Page extract:

Dear Priya, in a simpler scientific and logical way we can explain this as water is mainly un-buffered and due to the unequal sharing of its electrons it behaves more acidic than basic so ultimately the amount of negative charge is more on water, while the DNA is also acidic in nature and has dominating negative charges, so when we put DNA into water for storage it can undergo acid hydrolysis with time. It is like you are storing an acid with an acid. That is why DNA tends to be safer with any mild alkali buffer, (as they are positively charged) from pH 8-8.5, so DNA dissolves best at alkaline pH, but be careful that the EDTA component of such buffers should be from 01.-0.5 mM to avoid any hindrance later in downstream applications you want to use this DNA. But, since water and DNA both are polar molecules so still they can be dissolved easily in each other, but definitely with some harm on your DNA.

TE buffer is (T, It came from Tris-HCl ; that maintain pH=8 and osmosis, E, It came from Ethylene diamine tetra acetic acid, abbreviation is (EDTA); that prevent DNase from analysis DNA , In other word, It links with Mg++ necessary for the effectiveness of an DNase enzyme. I hope that the answer is obvious :) 

As i remember when i did DNA extraction, if you want to storage your DNA sample for longer time, you should dilute it on TE buffer because it will make the DNA more stable rather than using sterile dH2O. 

Yes, TE for storage at 4-8°C, dH20 only if you store your samples at -20°C.

No, TE does NOT inhibit PCR !

We always use TE buffer as the last step in DNA extraction, we dissolve it in TE buffer for storage prior to PCR. TE buffer stabilizes DNA and prevent its degradation. Sure TE buffer do not inhibit PCR. 

Dear Dirk and Nibras how do u unequivocally say TE buffer doesn't inhibit PCR when theoretically it is quite possible at higher concentrations of TE buffer . Although DNA will be more stable in TE buffer than dH2O. But downstream processes  also need to be taken into consideration.

DNA polymerase is a metalloenzyme with Mg2+ its cofacter. . The active site of DNA polymerase binds two metal ions. One Mg2+ stabilizes the reactive state of the bound dNTP, and a second Mg2+ takes an active role in catalysis as postulated in the two metal ion mechanism (Steitz, 1998). Mg2+ shields the negatively charged phosphate groups of the nucleotide triphosphate to avoid repulsion of the nucleophile during catalysis( Jencks, 1987). Mg2+ may also be involved in increasing the reactivity of the attacked phosphorus by withdrawing electrons and stabilizing the leaving phosphate.

Extracted information:

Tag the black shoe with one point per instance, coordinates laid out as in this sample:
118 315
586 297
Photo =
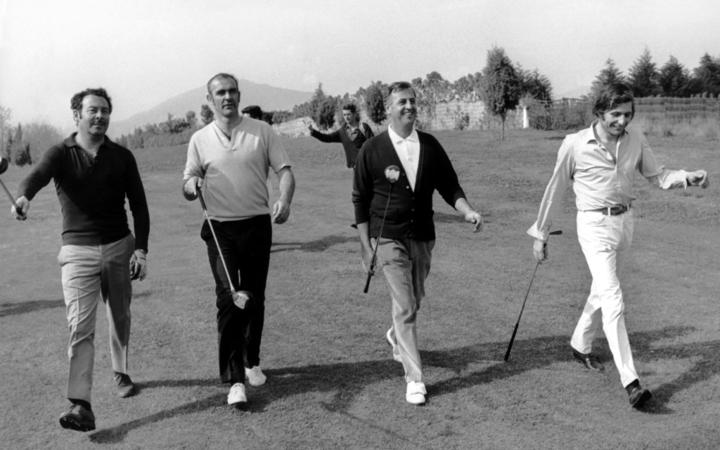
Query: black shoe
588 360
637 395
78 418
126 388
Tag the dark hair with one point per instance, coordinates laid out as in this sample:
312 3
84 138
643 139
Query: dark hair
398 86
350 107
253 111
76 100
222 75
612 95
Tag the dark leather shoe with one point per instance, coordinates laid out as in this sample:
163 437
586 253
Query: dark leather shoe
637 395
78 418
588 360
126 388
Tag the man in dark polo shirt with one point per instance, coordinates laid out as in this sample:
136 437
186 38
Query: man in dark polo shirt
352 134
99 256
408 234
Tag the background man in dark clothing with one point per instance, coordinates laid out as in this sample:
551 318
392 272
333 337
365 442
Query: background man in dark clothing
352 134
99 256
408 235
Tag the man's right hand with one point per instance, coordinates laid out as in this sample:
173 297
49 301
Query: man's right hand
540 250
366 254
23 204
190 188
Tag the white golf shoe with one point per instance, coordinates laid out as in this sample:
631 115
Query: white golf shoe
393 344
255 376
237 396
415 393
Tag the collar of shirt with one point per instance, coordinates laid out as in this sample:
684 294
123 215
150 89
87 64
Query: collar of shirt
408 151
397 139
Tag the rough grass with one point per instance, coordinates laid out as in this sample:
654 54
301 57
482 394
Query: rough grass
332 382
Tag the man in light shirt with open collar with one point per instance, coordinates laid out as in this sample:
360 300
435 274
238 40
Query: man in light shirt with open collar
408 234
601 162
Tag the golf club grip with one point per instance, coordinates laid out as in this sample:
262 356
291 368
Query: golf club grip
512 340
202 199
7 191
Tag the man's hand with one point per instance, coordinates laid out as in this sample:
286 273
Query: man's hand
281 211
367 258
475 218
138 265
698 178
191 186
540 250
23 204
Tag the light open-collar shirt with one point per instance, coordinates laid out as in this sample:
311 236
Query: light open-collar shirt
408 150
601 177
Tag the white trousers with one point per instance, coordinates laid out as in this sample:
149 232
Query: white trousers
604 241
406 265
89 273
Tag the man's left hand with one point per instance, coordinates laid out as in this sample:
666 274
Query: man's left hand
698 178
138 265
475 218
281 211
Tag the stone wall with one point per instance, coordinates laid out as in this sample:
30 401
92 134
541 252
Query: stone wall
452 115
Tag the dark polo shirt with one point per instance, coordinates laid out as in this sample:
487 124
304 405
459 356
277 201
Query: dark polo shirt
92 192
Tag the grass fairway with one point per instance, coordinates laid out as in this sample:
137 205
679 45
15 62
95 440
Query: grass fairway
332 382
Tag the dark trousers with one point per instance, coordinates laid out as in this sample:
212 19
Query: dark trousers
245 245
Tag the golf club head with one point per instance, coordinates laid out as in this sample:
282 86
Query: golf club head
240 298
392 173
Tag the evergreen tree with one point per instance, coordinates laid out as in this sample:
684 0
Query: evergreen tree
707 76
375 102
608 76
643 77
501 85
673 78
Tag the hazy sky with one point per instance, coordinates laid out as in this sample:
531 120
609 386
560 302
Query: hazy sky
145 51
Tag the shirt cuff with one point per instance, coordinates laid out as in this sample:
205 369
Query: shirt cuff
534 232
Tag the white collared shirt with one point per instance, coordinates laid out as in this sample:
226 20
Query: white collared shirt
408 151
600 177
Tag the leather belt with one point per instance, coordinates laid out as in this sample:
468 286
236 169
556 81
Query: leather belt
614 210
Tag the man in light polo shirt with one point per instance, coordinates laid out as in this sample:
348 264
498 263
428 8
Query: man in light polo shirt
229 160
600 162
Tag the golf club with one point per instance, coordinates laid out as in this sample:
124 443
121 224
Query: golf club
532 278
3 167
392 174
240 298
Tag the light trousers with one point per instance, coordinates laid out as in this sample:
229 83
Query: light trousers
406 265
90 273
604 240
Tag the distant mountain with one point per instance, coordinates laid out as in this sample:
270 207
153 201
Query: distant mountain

What you need to do:
#1 Print the passage of the DNA storage discussion from "As i remember" up to and including "using sterile dH2O.".
#2 Carry on the discussion about storing DNA in TE buffer or water from the point where it stops.

Outputs for the tasks:
#1
As i remember when i did DNA extraction, if you want to storage your DNA sample for longer time, you should dilute it on TE buffer because it will make the DNA more stable rather than using sterile dH2O.

#2
 At higher concs.  EDTA ,in TE buffer , will  chelate more Mg2+ ions . If the Mg2+ gets below critical conc., PCR will be affected and if very low  Mg2+ is availabe PCR will be almost completely inhibited .

hope this helps 

Dear Sheikh,

the concentration we talk about is 10mM Tris-Cl and 1mM EDTA for TE. With this conc I never had any problems with inhibition in 25 years. But, anything is possible with PCR.

Dear Dirk, in the first answer u didn't specify the concentration . Now ur point is more accurate and  acceptable .

best wishes

Sheikh Gulfam

Dear Dirk, considering a concentration of 1.5mM divalent cations in the PCR reaction and if you dilute your sample in TE 20 times in the final volume of the PCR, then you will still have 50uM EDTA in the reaction. This is unlikely to have consequences on a regular PCR, however, it could still lead to some variation in more sensitive applications like qPCR (it happened to me to observe some drop in slope once testing primers efficiency which was likely due to accidentally diluting a TE resuspended DNA in Tris-only buffer), although I haven't tested it properly with some controls.

I agree for the above reflection, that the role of Tris EDTA (TE) buffer in DNA extraction is solubilize DNA by protecting it from the degradation. the chemical composition gives the TE buffer very stable than H2O since, Tris: is the common PH buffer while EDTA: is the molecule that chelates positively charged molecules Mg+2 and other sourced from cell during the lysis process, in did so inhibit the enzymatic reaction in the process. that H2O can't give this, need further investigation in my experiment noted that by putting DNA pellet with& without TE in +4oc significant variation in the DNA amount

TE buffer keep dna from break down ,also its ph is suitable more than d.water.